● **Point-per-instance localization data**:
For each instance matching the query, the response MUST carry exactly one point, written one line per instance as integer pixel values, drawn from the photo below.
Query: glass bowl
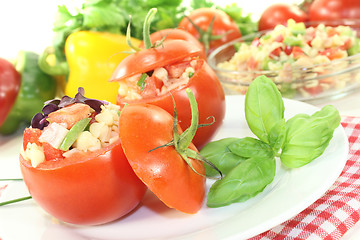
(326, 81)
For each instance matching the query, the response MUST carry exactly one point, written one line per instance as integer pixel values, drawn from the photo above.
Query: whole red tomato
(173, 34)
(279, 13)
(10, 81)
(144, 127)
(204, 84)
(87, 188)
(325, 10)
(223, 26)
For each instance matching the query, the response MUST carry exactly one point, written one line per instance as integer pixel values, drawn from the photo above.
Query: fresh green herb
(220, 155)
(308, 136)
(249, 164)
(141, 82)
(249, 147)
(113, 16)
(264, 109)
(245, 181)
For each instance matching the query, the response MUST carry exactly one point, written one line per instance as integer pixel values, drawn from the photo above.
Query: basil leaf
(308, 136)
(277, 135)
(264, 108)
(250, 147)
(245, 181)
(219, 154)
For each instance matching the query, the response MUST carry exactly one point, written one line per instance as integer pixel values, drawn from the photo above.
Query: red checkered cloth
(331, 216)
(336, 211)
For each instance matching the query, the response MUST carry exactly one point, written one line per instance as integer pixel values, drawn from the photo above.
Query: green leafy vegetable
(250, 147)
(246, 180)
(248, 163)
(308, 136)
(264, 109)
(220, 155)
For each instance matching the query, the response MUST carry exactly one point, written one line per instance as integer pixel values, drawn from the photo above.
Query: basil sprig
(249, 164)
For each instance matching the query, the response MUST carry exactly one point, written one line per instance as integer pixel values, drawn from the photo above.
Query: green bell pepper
(36, 88)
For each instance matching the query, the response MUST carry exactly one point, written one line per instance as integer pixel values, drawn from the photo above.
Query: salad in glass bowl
(306, 61)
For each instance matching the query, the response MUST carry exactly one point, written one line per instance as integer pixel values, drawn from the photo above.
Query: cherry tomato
(327, 10)
(279, 13)
(144, 127)
(172, 34)
(204, 84)
(223, 26)
(87, 188)
(10, 81)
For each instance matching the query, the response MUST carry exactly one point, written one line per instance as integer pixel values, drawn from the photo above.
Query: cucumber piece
(73, 133)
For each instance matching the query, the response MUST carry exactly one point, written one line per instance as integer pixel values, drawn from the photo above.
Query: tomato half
(204, 84)
(279, 13)
(88, 188)
(10, 81)
(144, 127)
(173, 34)
(223, 26)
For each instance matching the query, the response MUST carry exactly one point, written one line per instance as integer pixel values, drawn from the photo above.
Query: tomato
(279, 13)
(204, 84)
(327, 10)
(172, 34)
(10, 81)
(86, 188)
(144, 127)
(223, 26)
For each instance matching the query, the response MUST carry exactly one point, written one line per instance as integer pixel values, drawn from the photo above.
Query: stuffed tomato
(73, 163)
(155, 75)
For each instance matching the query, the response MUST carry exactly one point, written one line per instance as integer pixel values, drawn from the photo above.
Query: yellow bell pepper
(92, 58)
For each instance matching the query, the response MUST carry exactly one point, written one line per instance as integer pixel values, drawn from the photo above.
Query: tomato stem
(128, 37)
(15, 200)
(182, 142)
(146, 29)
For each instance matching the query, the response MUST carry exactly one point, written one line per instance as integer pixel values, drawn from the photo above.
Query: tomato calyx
(182, 141)
(146, 33)
(11, 201)
(207, 36)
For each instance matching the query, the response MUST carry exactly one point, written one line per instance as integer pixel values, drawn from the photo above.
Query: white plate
(290, 193)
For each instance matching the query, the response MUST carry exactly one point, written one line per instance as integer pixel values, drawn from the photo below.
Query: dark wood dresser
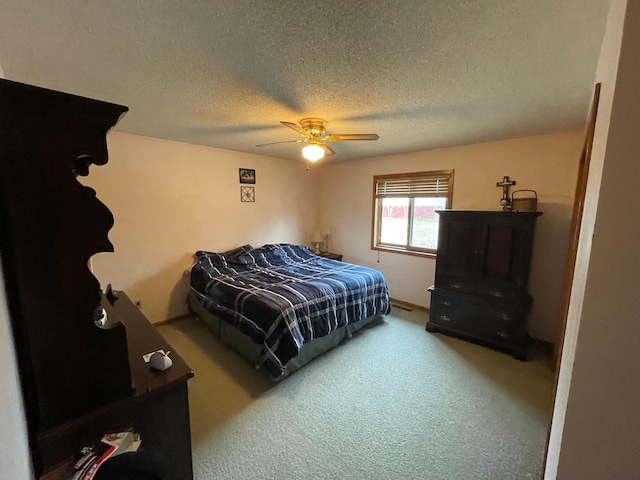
(157, 407)
(78, 381)
(482, 271)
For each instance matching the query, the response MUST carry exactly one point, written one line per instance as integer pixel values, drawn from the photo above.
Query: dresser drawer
(498, 323)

● **Description of the task**: Repeat each of the entries above exactly, but do not carry over the pictures.

● **Final answer**:
For each instance matching the query, the response MUST carry exactly one point, written one line per instance as integer pixel values, drawn from the photo below.
Query: glass bowl
(326, 81)
For each instance matching the query, the response MUST carry exactly one point, written one line per instance as integer pixel values, drawn from the photo above.
Query: whole red tomato
(173, 34)
(279, 13)
(10, 81)
(144, 127)
(204, 84)
(87, 188)
(325, 10)
(223, 26)
For each instance matching the query, the response MUST carry exactly one point, written one line per instance as integer pixel values, drawn from the photo above.
Query: fresh green herb
(220, 155)
(308, 136)
(249, 164)
(141, 82)
(249, 147)
(113, 16)
(264, 109)
(245, 181)
For each instance matching the query, the response MUST carry exactly one point, written one line per instance as integer pixel values, drawn from the photo above.
Query: basil leaf
(308, 136)
(277, 135)
(264, 108)
(250, 147)
(245, 181)
(219, 154)
For each instance matching the query, the response MUST carry exactly one point, written one line per instance as integer pixel values, drawn from the photo above.
Query: red checkered cloth
(331, 216)
(336, 211)
For each instance matching the query, the response MUST carry exactly one point, written one line per instance as integer pixel values, drawn from the photo above.
Query: green leafy vegetable
(250, 147)
(246, 180)
(248, 163)
(308, 136)
(264, 109)
(220, 155)
For each instance matching the query, the response MUST carry exactly one point, written one line per instance as integer pixel values, drawn from the photo above.
Query: basil sprig
(249, 164)
For each instance matching the query, the response MUST carry exactly one point, written one line per instance as integer pixel values, drawn from the photo above.
Query: green bell pepper
(36, 88)
For each instance matching the query, the response MUST carry exactly one point, written one line per instance as integer pixel values, drawn from the photo above.
Query: salad in glass bowl
(306, 61)
For each instance matching the query, the response MUST carry exactly one point, written one line per instance as integer pixel values, drawn from the photo above.
Query: cherry tomato
(327, 10)
(279, 13)
(144, 127)
(172, 34)
(204, 84)
(223, 26)
(87, 188)
(10, 81)
For each instance matching the query, the response MUST carry exactly one point, written one line per instance as integer pixel values, drawn from the photo above.
Query: cucumber piece
(73, 133)
For each instance matching the query, the response MUST carry exactly one point, written one line per instance as integer pixel values, drawn from the photo above.
Query: tomato half
(204, 84)
(279, 13)
(88, 188)
(10, 81)
(144, 127)
(173, 34)
(223, 26)
For each instance matching the query, the response MUST carry exactly one point, written one line per instance as integer pixel values, drawn from the photo above.
Query: tomato
(279, 13)
(204, 84)
(327, 10)
(172, 34)
(10, 81)
(86, 188)
(144, 127)
(223, 26)
For each instance matching the query, the response MUST carry exactly one point, written one line per instance as integer pixel values, drawn from the photo above.
Query: stuffed tomato
(73, 163)
(155, 75)
For each instance matching the query, the response MUST carry exactly one point, written one line per instance as integer pixel values, drawn from the photo above.
Query: yellow bell pepper
(92, 58)
For each instance matching the query, the response MUST carry exactly one point, written one line per instance as integer pixel values, drawn from the photo above.
Query: tomato stem
(128, 37)
(15, 200)
(182, 142)
(146, 29)
For each instance matching the query, the response MUST carry exactly one point, written one line per instance as integer pixel values, drawn from the photo above.
Query: tomato calyx
(182, 141)
(146, 33)
(11, 201)
(207, 36)
For each instance matching the query, the response MUST carry exactly one point, written one line per instance as integer pixel values, drawn from the photo above.
Query: white plate
(290, 193)
For each instance matching the query, the response MUST carry exactly one point, written one line per instance as integer pixel values, drawn from the photo below.
Query: dark wood dresser
(157, 407)
(78, 381)
(482, 271)
For each instance matching the query, the response MUST carry exactly one point, written one line per instance as integer pixel values, drawn from the photo above.
Query: dresser drawer
(498, 323)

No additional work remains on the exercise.